Word for word, restate each of the entries below, and drop every picture.

## Data for this task
BEGIN

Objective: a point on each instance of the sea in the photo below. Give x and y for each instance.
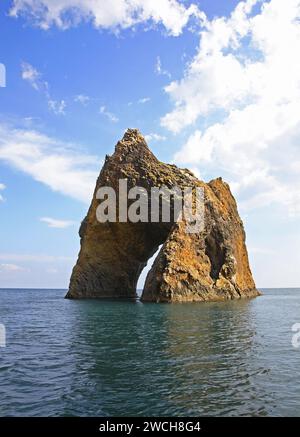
(125, 358)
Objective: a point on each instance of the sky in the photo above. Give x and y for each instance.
(214, 86)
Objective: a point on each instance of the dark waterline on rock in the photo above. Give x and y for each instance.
(95, 358)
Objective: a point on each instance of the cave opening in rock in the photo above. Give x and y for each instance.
(216, 255)
(146, 269)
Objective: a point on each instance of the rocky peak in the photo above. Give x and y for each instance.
(209, 265)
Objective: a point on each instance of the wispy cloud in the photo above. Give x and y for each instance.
(155, 137)
(82, 99)
(144, 100)
(239, 97)
(39, 258)
(57, 107)
(31, 75)
(63, 167)
(109, 115)
(159, 69)
(2, 187)
(12, 268)
(123, 14)
(55, 223)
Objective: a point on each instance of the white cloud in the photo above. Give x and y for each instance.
(82, 98)
(57, 107)
(159, 69)
(34, 78)
(40, 258)
(2, 187)
(115, 14)
(144, 100)
(109, 115)
(154, 137)
(11, 268)
(242, 94)
(60, 166)
(55, 223)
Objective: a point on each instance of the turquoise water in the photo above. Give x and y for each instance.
(96, 358)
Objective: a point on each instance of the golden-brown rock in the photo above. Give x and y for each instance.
(210, 265)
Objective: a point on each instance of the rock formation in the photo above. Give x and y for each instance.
(210, 265)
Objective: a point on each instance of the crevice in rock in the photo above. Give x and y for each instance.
(216, 255)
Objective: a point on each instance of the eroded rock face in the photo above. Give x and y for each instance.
(210, 265)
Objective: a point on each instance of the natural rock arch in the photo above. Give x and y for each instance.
(210, 265)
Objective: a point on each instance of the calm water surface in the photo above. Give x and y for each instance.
(98, 358)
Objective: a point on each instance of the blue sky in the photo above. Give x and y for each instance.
(213, 85)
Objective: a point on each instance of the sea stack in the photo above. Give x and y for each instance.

END

## Exercise solution
Objective: a point on each instance of the sea in the photo below. Give x and y for each instance.
(125, 358)
Objective: a point on each instance of the sky in the photo above. Give x and y for each instance.
(214, 86)
Objective: a point on each instance of the dark waterline on rock in the photo above. Give x and y for each instance.
(95, 358)
Objective: a point on each instance of the cave opening in rock in the photo above. Give x and y for each instance.
(216, 255)
(146, 269)
Objective: a point on each instance of the rocky peak in the photo above. Give x and y for each instance.
(209, 265)
Objective: a point on each instance of the wispy cloud in the photo above. Give x and y for each instance.
(155, 137)
(82, 99)
(144, 100)
(239, 97)
(39, 258)
(57, 107)
(31, 75)
(63, 167)
(109, 115)
(159, 69)
(2, 187)
(12, 268)
(123, 14)
(55, 223)
Objective: a point on each instance of the white cloud in the photo above. Give x and y for each instance.
(82, 98)
(57, 107)
(159, 69)
(34, 78)
(40, 258)
(2, 187)
(115, 14)
(144, 100)
(109, 115)
(154, 137)
(11, 268)
(242, 94)
(60, 166)
(55, 223)
Objective: a point on each instance of the turquoise water in the photo above. Give x and y for each instance.
(96, 358)
Objective: a point on each instance of the golden-brown rock in the photo above. Give x and y for each instance.
(210, 265)
Objective: a point on each instance of the rock formation in the photo above. Give x and y for each instance.
(210, 265)
Objective: a point on each instance of the crevice in rock in the photo above. Give x and y for each instance.
(216, 255)
Objective: a point on each instance of the eroded rock face in the photo above. Give x and y for each instance.
(210, 265)
Objective: a point on each instance of the natural rock arch in the photo above. Give x and y for each instance.
(210, 265)
Objective: a point on each instance of the calm water surface in the photo above. Give x and y for each instance.
(98, 358)
Objective: a point on each instance of the blue sky in the photo above. Give x and y for each instance.
(213, 85)
Objective: a point on each instance of the sea stack in the photo above. Give x and y for each instance.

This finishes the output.